┌──
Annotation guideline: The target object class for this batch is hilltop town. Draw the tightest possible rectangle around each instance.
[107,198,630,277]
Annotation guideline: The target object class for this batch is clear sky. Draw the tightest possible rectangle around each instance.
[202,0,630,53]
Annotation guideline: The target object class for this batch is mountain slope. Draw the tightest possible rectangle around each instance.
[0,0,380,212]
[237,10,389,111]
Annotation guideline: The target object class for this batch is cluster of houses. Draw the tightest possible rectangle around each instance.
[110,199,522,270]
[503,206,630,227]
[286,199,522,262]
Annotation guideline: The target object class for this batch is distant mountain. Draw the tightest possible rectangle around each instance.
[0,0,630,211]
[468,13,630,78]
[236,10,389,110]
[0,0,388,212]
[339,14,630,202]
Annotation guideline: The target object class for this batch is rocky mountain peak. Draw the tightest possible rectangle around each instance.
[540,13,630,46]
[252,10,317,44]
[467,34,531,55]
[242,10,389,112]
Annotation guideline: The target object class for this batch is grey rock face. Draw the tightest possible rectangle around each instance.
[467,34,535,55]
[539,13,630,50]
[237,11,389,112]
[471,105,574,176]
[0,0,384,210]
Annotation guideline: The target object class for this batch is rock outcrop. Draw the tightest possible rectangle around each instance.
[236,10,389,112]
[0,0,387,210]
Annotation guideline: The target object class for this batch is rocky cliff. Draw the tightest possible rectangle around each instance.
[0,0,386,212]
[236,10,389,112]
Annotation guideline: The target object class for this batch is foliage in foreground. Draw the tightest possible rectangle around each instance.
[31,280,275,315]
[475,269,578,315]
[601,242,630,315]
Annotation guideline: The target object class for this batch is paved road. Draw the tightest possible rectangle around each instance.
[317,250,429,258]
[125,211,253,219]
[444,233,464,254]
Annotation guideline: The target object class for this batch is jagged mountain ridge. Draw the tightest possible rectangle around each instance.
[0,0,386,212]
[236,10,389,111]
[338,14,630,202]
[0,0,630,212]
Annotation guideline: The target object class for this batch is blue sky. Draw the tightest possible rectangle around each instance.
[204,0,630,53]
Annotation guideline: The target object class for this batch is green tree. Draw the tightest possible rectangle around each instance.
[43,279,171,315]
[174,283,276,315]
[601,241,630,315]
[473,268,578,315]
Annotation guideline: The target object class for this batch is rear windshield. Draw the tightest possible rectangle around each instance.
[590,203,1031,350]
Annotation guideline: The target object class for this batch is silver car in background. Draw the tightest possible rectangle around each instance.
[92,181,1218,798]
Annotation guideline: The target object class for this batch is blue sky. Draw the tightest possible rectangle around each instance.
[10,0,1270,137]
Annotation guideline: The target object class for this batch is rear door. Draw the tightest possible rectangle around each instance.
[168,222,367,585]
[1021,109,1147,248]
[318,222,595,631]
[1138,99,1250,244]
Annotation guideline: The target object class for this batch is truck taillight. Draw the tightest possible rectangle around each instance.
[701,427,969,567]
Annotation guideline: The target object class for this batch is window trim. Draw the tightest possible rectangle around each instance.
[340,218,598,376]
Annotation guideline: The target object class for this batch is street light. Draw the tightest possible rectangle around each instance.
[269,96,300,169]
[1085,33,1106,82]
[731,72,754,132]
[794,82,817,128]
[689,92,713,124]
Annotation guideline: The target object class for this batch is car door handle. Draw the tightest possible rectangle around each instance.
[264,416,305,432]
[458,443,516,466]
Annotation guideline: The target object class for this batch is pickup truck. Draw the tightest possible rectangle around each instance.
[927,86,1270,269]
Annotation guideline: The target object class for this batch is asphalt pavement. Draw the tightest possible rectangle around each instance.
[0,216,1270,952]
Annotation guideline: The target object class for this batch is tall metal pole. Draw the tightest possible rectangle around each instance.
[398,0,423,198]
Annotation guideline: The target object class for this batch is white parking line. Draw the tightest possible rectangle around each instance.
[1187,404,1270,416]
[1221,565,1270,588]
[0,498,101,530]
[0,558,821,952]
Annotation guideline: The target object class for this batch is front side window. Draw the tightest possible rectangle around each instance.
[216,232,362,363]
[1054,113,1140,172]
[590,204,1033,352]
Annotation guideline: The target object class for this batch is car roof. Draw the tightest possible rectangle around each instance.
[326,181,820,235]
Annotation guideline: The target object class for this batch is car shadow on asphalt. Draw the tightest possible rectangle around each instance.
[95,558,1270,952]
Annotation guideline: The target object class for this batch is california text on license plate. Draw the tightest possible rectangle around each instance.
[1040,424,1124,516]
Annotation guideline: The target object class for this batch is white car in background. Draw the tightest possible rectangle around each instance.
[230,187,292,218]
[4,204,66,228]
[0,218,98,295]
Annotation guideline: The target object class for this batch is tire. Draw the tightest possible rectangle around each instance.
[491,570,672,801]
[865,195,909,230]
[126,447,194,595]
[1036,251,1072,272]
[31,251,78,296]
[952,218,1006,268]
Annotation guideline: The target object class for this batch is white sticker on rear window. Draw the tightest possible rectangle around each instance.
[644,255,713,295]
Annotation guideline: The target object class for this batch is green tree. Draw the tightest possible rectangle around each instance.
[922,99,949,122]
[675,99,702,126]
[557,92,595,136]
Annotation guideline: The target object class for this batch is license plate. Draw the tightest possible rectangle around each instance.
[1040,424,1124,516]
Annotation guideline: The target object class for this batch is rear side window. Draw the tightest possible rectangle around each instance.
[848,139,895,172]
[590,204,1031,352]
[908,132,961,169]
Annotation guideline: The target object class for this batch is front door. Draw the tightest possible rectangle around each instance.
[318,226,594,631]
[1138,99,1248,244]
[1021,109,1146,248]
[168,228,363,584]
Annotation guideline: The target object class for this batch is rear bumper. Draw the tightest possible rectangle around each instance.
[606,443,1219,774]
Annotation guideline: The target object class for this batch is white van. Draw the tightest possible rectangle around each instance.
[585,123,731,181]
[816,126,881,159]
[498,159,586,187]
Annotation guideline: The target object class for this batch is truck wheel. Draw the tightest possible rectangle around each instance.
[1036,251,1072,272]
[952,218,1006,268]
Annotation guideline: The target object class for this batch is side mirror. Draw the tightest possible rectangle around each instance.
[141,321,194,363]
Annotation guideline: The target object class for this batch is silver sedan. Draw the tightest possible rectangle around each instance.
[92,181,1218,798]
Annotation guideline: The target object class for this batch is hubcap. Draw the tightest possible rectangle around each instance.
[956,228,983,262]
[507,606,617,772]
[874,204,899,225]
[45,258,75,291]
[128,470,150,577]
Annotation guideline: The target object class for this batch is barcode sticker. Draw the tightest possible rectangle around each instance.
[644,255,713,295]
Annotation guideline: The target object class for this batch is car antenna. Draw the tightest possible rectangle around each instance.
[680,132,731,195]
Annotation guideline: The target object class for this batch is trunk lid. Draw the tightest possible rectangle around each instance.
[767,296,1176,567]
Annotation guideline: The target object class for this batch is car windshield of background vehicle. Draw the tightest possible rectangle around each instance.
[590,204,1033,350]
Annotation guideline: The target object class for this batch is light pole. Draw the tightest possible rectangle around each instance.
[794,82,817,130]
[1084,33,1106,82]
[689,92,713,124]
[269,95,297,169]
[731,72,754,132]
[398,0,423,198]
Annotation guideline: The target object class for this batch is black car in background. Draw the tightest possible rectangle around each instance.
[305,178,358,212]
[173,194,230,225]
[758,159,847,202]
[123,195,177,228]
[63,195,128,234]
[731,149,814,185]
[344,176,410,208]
└──
TASK BRIEF
Render every line above as a Markdown table with two columns, Index and Line. Number each row and skip any blank lines.

TASK ANSWER
| Index | Line |
|---|---|
| 1 | Annotation guideline: The target object class for this batch is hilltop town. Draw the tightest possible rectangle around each instance. |
| 2 | [107,198,630,277] |
| 3 | Annotation guideline: The target object class for this batch is clear sky. Draw the tightest possible rectangle around each instance. |
| 4 | [202,0,630,53] |
| 5 | Annotation guideline: The target object class for this batch is mountain slope. Draw the tightest possible rectangle around each instance. |
| 6 | [0,0,380,212] |
| 7 | [237,10,389,111] |
| 8 | Annotation guideline: The target object class for this batch is cluster of houses. Draw the tightest possible rectangle around each instance. |
| 9 | [110,199,522,270] |
| 10 | [503,206,630,227] |
| 11 | [286,199,522,262] |
| 12 | Annotation guideline: The target object class for this batch is distant mountain. Draw the tightest possible rectangle around each instance. |
| 13 | [0,0,630,211] |
| 14 | [468,13,630,78] |
| 15 | [236,10,389,110] |
| 16 | [0,0,388,212] |
| 17 | [339,14,630,202] |
| 18 | Annotation guideline: The target object class for this batch is rocky mountain peak. Draw the tightest possible rectangle around each instance. |
| 19 | [540,13,630,46] |
| 20 | [252,10,317,44] |
| 21 | [467,34,531,55] |
| 22 | [242,10,389,112] |
| 23 | Annotation guideline: The target object class for this batch is grey rock face. Draw the tightest possible rectangle around each instance. |
| 24 | [467,34,535,55] |
| 25 | [539,13,630,50] |
| 26 | [237,11,389,112] |
| 27 | [471,105,574,176] |
| 28 | [0,0,384,210] |
| 29 | Annotation guideline: The target object class for this batch is rock outcrop. Draw the tightest possible rectangle around each instance. |
| 30 | [236,10,389,112] |
| 31 | [0,0,387,210] |
| 32 | Annotation guideline: The target object class for this batch is rocky cliff. Draw the tightest possible rectangle around each instance. |
| 33 | [0,0,386,212] |
| 34 | [236,10,389,112] |
| 35 | Annotation guideline: The target object class for this batch is foliage in foreground. Draw the tightest possible rectangle around each instance. |
| 36 | [31,280,275,315] |
| 37 | [475,269,578,315] |
| 38 | [601,242,630,315] |
| 39 | Annotation guideline: The target object class for this batch is paved road. Draw the tightest possible rectangle around each instance. |
| 40 | [317,250,429,258] |
| 41 | [125,211,253,219] |
| 42 | [444,233,464,254] |
| 43 | Annotation guideline: The target object class for this batch is jagged mountain ridge. Draw the tightest possible rectangle around each instance. |
| 44 | [0,0,386,212] |
| 45 | [236,10,389,111] |
| 46 | [338,14,630,202] |
| 47 | [0,0,630,212] |
| 48 | Annotation guideline: The target object class for this batch is blue sky. Draw the tightest possible rectangle around each instance. |
| 49 | [204,0,630,53] |
| 50 | Annotation guideline: The target object class for this batch is green tree. Draw the tightest possible rectangle around each instance. |
| 51 | [43,279,171,315] |
| 52 | [174,283,276,315] |
| 53 | [601,241,630,315] |
| 54 | [473,268,578,315] |
| 55 | Annotation guideline: The target object class for this batch is rear windshield. Draw the tightest possible rectangle around each instance. |
| 56 | [590,203,1031,350] |
| 57 | Annotation guideline: The target object class for this batch is silver car in background. Draw the tightest possible rectangle around each instance. |
| 58 | [92,181,1218,798] |
| 59 | Annotation guideline: The target object class for this batch is blue sky. Draw the tightest possible rectangle around each instance. |
| 60 | [10,0,1270,137] |
| 61 | Annotation guideline: The target object class for this batch is rear door. Draw the tightest possible rectangle around each instance. |
| 62 | [168,222,367,585] |
| 63 | [1021,109,1147,248] |
| 64 | [318,222,595,631] |
| 65 | [1138,99,1250,244] |
| 66 | Annotation guideline: The target object class for this batch is truck taillight. Draw the tightest possible rectangle around each instance. |
| 67 | [701,427,969,567] |
| 68 | Annotation guideline: The target object class for this batch is window trim. Draw the tightest possible rectangle around each instance. |
| 69 | [340,218,598,376] |
| 70 | Annotation guideline: The target object class for this batch is street light. Draw the tightest possible rectangle around each instance. |
| 71 | [269,96,300,169] |
| 72 | [1085,33,1106,82] |
| 73 | [731,72,754,132] |
| 74 | [794,82,817,128] |
| 75 | [689,92,713,124] |
| 76 | Annotation guideline: The target object class for this batch is car door handle. Draw the tightest possible rectangle around each instance. |
| 77 | [264,416,305,432] |
| 78 | [458,443,516,466] |
| 79 | Annotation guideline: The target object class for this batch is pickup truck. Draw the tightest possible rectangle around each instance. |
| 80 | [927,86,1270,269] |
| 81 | Annotation guideline: The target object class for this batch is asphalt pavement. Draw the tightest possible rectangle around each instance. |
| 82 | [0,216,1270,952] |
| 83 | Annotation guideline: The target object class for this batch is tall metal pole. Draw the tightest possible rectangle around each instance. |
| 84 | [398,0,423,198] |
| 85 | Annotation guideline: The target object class for this batch is white parking line. Draw the tightest possible rectangle around each instance. |
| 86 | [1187,404,1270,416] |
| 87 | [1221,565,1270,588] |
| 88 | [0,498,101,530] |
| 89 | [0,558,821,952] |
| 90 | Annotation guideline: The target object class for this batch is front side window. Draw the tightest possible rectangle around each instance. |
| 91 | [216,232,362,363] |
| 92 | [1054,113,1140,172] |
| 93 | [590,204,1033,352] |
| 94 | Annotation guideline: The target object class for this batch is car roof. Draw the tightest possible rectangle around each instance. |
| 95 | [326,181,820,235] |
| 96 | Annotation guideline: The target object class for this batch is car shadow on asphalt. Draw the tightest possible rectangle around each instance. |
| 97 | [95,558,1270,952] |
| 98 | Annotation guideline: The target object class for this batch is california text on license plate. Draw the tightest possible rectangle around each instance. |
| 99 | [1040,424,1124,516] |
| 100 | Annotation guideline: The target object class for this batch is white car in background. Draw the tightest possible rectangle around each instance. |
| 101 | [230,187,292,218] |
| 102 | [4,204,66,228] |
| 103 | [0,218,98,295] |
| 104 | Annotation guideline: The target object class for this batch is tire. Draw the tightest possible rectangle around each instance. |
| 105 | [491,570,672,801] |
| 106 | [865,195,909,230] |
| 107 | [126,447,194,595] |
| 108 | [1036,251,1072,272] |
| 109 | [31,251,78,296] |
| 110 | [952,218,1006,268] |
| 111 | Annotation guideline: The target object class for this batch is white sticker on rear window. Draw the tightest possible rectangle around each instance. |
| 112 | [644,255,713,295] |
| 113 | Annotation guideline: The target object class for this batch is green tree. Draw the tightest possible rectangle around each instance. |
| 114 | [922,99,949,122] |
| 115 | [675,99,702,126] |
| 116 | [557,92,595,136] |
| 117 | Annotation guideline: The target object class for this batch is license plate. Draw the tightest possible rectangle around each instance. |
| 118 | [1040,424,1124,516] |
| 119 | Annotation guideline: The target object class for this batch is rear side window. Draw the tightest possible rectangle around each instance. |
| 120 | [848,139,895,172] |
| 121 | [590,204,1031,352] |
| 122 | [908,132,961,169] |
| 123 | Annotation guideline: The target object class for this batch is front door. Draw the tightest possible rectangle around each instance. |
| 124 | [318,226,594,631] |
| 125 | [1138,99,1248,244] |
| 126 | [1021,109,1146,248] |
| 127 | [168,228,363,584] |
| 128 | Annotation guideline: The target object class for this batch is rear bumper. Draw the tightest possible rectangle around each instance. |
| 129 | [606,443,1219,774] |
| 130 | Annotation guideline: The target object class for this batch is white van. Draw the tightest possible rectangle around each instance. |
| 131 | [585,123,731,181] |
| 132 | [816,126,881,159] |
| 133 | [498,159,586,187] |
| 134 | Annotation guideline: The target object class for this batch is truck wheel. Draw the tightest possible rectangle around each instance. |
| 135 | [1036,251,1072,272] |
| 136 | [952,218,1006,268] |
| 137 | Annotation guideline: The target object class for this batch is side mirror. Draw the tightest possible rectangle around each instance. |
| 138 | [141,321,194,363] |
| 139 | Annotation guideline: The target object class for this batch is silver sedan. Draw the tightest possible rectangle around each instance. |
| 140 | [92,181,1218,798] |
| 141 | Annotation guideline: The target object class for this batch is hubcap. Draw the tightest possible rectangle around each instance. |
| 142 | [956,228,983,262] |
| 143 | [507,606,617,772] |
| 144 | [874,204,899,225] |
| 145 | [45,258,75,291] |
| 146 | [128,470,150,577] |
| 147 | Annotation guideline: The target object class for this batch is barcode sticker. Draw the tightest possible rectangle around each instance. |
| 148 | [644,255,713,295] |
| 149 | Annotation guideline: The target object class for this batch is car antenna. Draw the tightest possible rectangle around each instance. |
| 150 | [680,132,731,195] |
| 151 | Annotation guideline: The target object class for this batch is trunk lid. Draw the tightest possible rectangle around each instance. |
| 152 | [767,296,1176,567] |
| 153 | Annotation guideline: The target object class for this batch is car windshield of background vehicle. Draw the tightest possible rectangle around each instance. |
| 154 | [590,204,1033,350] |
| 155 | Annotation guideline: The target object class for this batch is light pole. Draw the tightest possible rectangle around each instance. |
| 156 | [794,82,817,130] |
| 157 | [1084,33,1106,82] |
| 158 | [689,92,713,124] |
| 159 | [269,95,297,169] |
| 160 | [731,72,754,132] |
| 161 | [398,0,423,198] |
| 162 | Annotation guideline: The target object class for this batch is black car in background. Draw the tightest possible rectangle around each instance. |
| 163 | [305,178,358,212] |
| 164 | [173,194,230,225] |
| 165 | [758,159,847,202] |
| 166 | [123,195,177,228] |
| 167 | [63,195,128,234] |
| 168 | [731,149,814,185] |
| 169 | [344,176,410,208] |